» TESTO SELEZIONATO:
⟨

In realtà Bashar al-Assad resta l'attore più potente nella guerra, i suoi alleati continuano a sostenerlo e i suoi oppositori sono troppo debolmente organizzati per dirigere il paese.

I sostenitori dell'opposizione nella regione: Arabia Saudita, Qatar e Turchia, sembrano aver messo da parte i loro contrasti per coordinarsi in modo più efficace. Questo può cambiare le cose?
Bisogna vedere se questa unità sarà duratura. La coalizione di gruppi armati islamisti sostenuti da questi paesi non è riuscita ad arrestare l'avanzata di Daesh. Peraltro il Fronte al-Nusra (2) ha guadagnato punti nel nord-ovest della Siria, in particolare nella provincia di Idlib e nelle zone occidentali della provincia di Aleppo, contro altri gruppi armati sostenuti dai paesi occidentali, al punto di essere diventato oggi l'organizzazione più potente in seno a questa coalizione. Si pone la questione di sapere fino a dove gli Stati Uniti sono disposti ad arrivare per sostenerli. Un'avanzata troppo rapida di al-Nusra potrebbe indisporli.

Il sostegno dell'Iran e della Russia al regime è indefettibile?
Ha loro permesso di farsi riconoscere come gli attori imprescindibili di una risoluzione politica. Questo successo diplomatico ha tuttavia un costo economico. L'Iran deve tener conto delle sanzioni e del basso prezzo del petrolio, proprio come la Russia. L'Iran è anche impegnato in Iraq nel sostegno alla lotta contro Daesh. La Russia, analogamente, sostiene i separatisti in Ucraina.

⟩

» RICHIESTA SCRITTA:
Trascrivi per intero, senza cambiare nulla, il testo sulla guerra in Siria riportato sopra.

» ESTRATTO DEI DATI:
⟨

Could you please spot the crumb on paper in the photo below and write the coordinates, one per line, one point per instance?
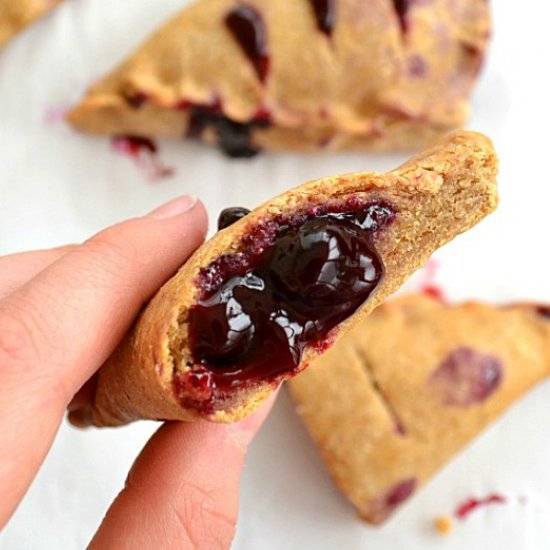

⟩

» COMPITO SVOLTO:
In realtà Bashar al-Assad resta l'attore più potente nella guerra, i suoi alleati continuano a sostenerlo e i suoi oppositori sono troppo debolmente organizzati per dirigere il paese.

I sostenitori dell'opposizione nella regione: Arabia Saudita, Qatar e Turchia, sembrano aver messo da parte i loro contrasti per coordinarsi in modo più efficace. Questo può cambiare le cose?
Bisogna vedere se questa unità sarà duratura. La coalizione di gruppi armati islamisti sostenuti da questi paesi non è riuscita ad arrestare l'avanzata di Daesh. Peraltro il Fronte al-Nusra (2) ha guadagnato punti nel nord-ovest della Siria, in particolare nella provincia di Idlib e nelle zone occidentali della provincia di Aleppo, contro altri gruppi armati sostenuti dai paesi occidentali, al punto di essere diventato oggi l'organizzazione più potente in seno a questa coalizione. Si pone la questione di sapere fino a dove gli Stati Uniti sono disposti ad arrivare per sostenerli. Un'avanzata troppo rapida di al-Nusra potrebbe indisporli.

Il sostegno dell'Iran e della Russia al regime è indefettibile?
Ha loro permesso di farsi riconoscere come gli attori imprescindibili di una risoluzione politica. Questo successo diplomatico ha tuttavia un costo economico. L'Iran deve tener conto delle sanzioni e del basso prezzo del petrolio, proprio come la Russia. L'Iran è anche impegnato in Iraq nel sostegno alla lotta contro Daesh. La Russia, analogamente, sostiene i separatisti in Ucraina.